> Rows from a data source:
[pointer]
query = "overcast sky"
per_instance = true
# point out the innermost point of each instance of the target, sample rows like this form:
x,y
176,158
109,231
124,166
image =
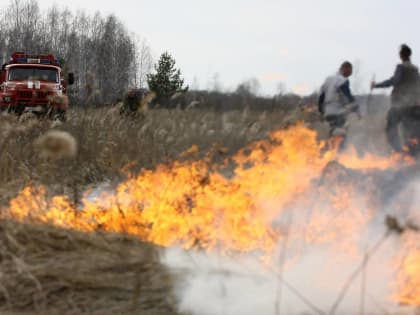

> EXERCISE: Convert every line of the rows above into a Markdown table with the columns Line and Text, numbering the lines and skipping any blank ones. Omit the pictures from your answer.

> SOLUTION FOR THIS TASK:
| Line | Text |
|---|---|
| 1 | [pointer] |
| 2 | query = "overcast sky" |
| 3 | per_instance = true |
| 4 | # point out the innermost point of each instance of the target, sample rows like this form: |
| 5 | x,y |
| 6 | 176,158 |
| 7 | 109,231 |
| 8 | 124,166 |
| 9 | image = |